**RECORD SET**:
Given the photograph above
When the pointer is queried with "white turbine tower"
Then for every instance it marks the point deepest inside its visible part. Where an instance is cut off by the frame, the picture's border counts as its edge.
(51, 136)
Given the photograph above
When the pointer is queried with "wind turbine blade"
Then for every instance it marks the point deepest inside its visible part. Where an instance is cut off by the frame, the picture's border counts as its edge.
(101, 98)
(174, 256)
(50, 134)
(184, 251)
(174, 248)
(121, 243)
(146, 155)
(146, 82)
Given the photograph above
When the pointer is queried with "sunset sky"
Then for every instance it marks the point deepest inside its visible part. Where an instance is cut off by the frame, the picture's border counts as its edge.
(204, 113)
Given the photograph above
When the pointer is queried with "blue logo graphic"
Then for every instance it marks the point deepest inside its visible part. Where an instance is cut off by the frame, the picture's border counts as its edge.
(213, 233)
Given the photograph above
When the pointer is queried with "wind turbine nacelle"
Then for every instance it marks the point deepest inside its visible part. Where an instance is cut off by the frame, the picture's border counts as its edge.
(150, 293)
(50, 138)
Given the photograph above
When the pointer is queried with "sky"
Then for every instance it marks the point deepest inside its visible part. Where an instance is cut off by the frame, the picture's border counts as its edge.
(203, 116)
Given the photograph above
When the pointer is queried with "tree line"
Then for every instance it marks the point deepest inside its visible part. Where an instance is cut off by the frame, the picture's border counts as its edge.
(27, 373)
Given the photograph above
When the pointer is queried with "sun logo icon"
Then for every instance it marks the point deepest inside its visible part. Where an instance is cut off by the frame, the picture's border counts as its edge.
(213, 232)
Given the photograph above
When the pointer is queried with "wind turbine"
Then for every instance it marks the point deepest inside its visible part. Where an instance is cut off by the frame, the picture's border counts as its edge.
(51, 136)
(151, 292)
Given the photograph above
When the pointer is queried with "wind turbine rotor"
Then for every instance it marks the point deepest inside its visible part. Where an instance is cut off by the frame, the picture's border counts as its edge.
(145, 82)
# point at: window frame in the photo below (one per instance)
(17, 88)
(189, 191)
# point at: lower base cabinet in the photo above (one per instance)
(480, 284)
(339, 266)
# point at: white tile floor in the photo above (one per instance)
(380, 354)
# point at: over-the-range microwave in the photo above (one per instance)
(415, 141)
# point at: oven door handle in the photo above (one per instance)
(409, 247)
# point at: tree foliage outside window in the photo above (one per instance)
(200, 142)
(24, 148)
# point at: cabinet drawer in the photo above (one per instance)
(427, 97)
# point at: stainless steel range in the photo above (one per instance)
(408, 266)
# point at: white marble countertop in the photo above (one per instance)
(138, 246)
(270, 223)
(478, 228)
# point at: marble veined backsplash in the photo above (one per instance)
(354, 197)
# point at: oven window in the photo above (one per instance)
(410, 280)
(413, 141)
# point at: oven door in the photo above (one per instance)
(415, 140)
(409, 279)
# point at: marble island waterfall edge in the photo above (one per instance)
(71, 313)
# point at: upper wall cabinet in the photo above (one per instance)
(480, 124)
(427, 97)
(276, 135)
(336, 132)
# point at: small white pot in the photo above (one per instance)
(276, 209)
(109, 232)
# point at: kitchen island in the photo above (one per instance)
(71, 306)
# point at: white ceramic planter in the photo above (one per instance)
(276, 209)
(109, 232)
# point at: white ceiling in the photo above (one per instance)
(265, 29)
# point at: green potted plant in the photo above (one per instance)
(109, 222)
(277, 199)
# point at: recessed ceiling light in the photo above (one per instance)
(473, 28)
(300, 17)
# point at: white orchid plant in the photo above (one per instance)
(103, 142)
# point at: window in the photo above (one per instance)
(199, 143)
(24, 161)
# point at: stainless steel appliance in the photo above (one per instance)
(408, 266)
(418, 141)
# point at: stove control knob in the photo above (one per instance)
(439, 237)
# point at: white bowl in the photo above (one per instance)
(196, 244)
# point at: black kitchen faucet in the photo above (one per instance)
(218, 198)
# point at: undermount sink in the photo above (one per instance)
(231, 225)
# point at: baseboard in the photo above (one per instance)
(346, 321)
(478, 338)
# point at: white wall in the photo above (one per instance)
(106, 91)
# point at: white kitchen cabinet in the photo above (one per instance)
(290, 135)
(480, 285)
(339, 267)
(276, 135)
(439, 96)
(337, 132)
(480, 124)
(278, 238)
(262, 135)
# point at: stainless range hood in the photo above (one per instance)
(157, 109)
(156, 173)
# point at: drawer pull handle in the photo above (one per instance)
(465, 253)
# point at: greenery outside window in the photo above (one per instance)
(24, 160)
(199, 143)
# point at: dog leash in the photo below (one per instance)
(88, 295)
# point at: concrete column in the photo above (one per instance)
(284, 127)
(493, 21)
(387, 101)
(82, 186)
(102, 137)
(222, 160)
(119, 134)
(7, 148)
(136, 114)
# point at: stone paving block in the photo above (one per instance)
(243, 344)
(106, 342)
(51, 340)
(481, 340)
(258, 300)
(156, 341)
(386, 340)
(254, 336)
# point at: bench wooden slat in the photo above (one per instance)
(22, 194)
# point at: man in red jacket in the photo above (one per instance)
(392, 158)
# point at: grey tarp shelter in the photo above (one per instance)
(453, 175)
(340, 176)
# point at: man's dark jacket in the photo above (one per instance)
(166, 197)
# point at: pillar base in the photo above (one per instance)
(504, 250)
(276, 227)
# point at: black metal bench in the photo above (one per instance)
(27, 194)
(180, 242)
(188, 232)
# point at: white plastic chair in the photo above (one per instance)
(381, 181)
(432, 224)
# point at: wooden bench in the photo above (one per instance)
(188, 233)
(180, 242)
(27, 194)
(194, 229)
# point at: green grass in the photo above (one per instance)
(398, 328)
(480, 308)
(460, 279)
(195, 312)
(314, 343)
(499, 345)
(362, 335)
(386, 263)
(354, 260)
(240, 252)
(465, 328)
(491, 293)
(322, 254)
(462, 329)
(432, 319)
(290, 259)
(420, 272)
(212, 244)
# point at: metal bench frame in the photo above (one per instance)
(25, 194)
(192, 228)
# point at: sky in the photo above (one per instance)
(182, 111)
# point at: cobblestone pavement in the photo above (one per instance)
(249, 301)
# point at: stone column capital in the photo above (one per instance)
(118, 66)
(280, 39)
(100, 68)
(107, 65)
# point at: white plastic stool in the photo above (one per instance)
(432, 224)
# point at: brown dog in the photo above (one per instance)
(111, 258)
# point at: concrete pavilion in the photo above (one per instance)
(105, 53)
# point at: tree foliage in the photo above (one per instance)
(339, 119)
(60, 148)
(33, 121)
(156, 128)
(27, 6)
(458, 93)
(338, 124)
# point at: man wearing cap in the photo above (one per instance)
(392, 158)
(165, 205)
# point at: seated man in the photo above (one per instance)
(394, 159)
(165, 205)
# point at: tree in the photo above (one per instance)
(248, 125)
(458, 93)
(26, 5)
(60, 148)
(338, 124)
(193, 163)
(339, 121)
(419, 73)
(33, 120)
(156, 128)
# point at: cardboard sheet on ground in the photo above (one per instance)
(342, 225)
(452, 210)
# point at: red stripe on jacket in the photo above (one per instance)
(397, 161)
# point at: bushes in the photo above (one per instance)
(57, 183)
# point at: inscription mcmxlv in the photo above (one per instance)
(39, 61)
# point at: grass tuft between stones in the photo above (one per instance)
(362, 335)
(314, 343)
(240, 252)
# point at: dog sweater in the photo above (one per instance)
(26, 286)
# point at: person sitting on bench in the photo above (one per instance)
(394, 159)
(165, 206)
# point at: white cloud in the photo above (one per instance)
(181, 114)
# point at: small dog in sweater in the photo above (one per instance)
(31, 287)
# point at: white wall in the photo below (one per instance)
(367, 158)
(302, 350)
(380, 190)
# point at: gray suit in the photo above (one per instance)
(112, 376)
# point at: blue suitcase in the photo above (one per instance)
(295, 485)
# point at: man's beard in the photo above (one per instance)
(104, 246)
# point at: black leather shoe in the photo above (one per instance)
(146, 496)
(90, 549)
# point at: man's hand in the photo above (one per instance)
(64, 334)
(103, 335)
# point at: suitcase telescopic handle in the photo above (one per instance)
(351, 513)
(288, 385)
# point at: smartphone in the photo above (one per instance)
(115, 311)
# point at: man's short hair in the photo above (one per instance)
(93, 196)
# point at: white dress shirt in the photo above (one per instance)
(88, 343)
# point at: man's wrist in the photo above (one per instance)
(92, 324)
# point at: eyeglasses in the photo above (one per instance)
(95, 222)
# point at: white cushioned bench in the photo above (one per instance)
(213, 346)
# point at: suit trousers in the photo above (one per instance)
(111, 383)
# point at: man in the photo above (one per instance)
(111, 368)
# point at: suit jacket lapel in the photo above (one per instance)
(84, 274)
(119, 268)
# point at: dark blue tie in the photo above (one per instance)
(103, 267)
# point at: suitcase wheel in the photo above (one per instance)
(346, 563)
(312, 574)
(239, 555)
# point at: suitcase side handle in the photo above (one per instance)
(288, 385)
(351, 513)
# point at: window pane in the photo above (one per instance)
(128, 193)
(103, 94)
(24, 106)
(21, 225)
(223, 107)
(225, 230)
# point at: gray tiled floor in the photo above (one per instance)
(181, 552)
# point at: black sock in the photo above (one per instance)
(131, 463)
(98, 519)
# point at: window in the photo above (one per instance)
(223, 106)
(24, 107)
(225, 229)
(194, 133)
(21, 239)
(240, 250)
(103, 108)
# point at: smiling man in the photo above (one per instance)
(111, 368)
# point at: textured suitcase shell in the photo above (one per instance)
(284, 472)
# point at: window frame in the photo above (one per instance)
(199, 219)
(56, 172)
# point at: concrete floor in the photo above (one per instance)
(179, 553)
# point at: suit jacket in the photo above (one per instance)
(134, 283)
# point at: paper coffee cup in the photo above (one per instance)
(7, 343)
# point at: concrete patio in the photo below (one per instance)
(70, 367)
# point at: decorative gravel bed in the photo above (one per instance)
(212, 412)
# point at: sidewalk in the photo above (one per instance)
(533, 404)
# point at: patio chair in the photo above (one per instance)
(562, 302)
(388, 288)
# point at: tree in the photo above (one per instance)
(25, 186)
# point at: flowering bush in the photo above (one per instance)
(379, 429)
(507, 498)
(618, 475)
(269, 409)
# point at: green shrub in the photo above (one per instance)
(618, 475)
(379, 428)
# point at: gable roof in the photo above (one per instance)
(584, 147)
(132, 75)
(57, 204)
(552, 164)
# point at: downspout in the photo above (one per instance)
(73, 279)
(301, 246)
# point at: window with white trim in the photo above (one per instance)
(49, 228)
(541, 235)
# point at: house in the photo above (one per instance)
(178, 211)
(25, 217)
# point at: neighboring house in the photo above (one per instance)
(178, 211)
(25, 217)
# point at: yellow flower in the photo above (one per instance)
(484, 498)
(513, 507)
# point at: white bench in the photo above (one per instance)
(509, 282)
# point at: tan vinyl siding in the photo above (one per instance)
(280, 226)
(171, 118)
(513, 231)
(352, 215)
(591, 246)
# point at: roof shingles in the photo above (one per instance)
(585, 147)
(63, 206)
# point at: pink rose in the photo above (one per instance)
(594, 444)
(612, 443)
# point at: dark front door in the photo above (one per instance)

**ACTIVITY**: Reproduce each line of the records in which the word "turbine" appears.

**ANSWER TO THIS EXERCISE**:
When the pointer is queried with "white turbine tower"
When the pointer is queried with "wind turbine blade"
When the pointer is queried with "wind turbine nacelle"
When the pointer is queried with "wind turbine"
When the pointer is queried with "wind turbine rotor"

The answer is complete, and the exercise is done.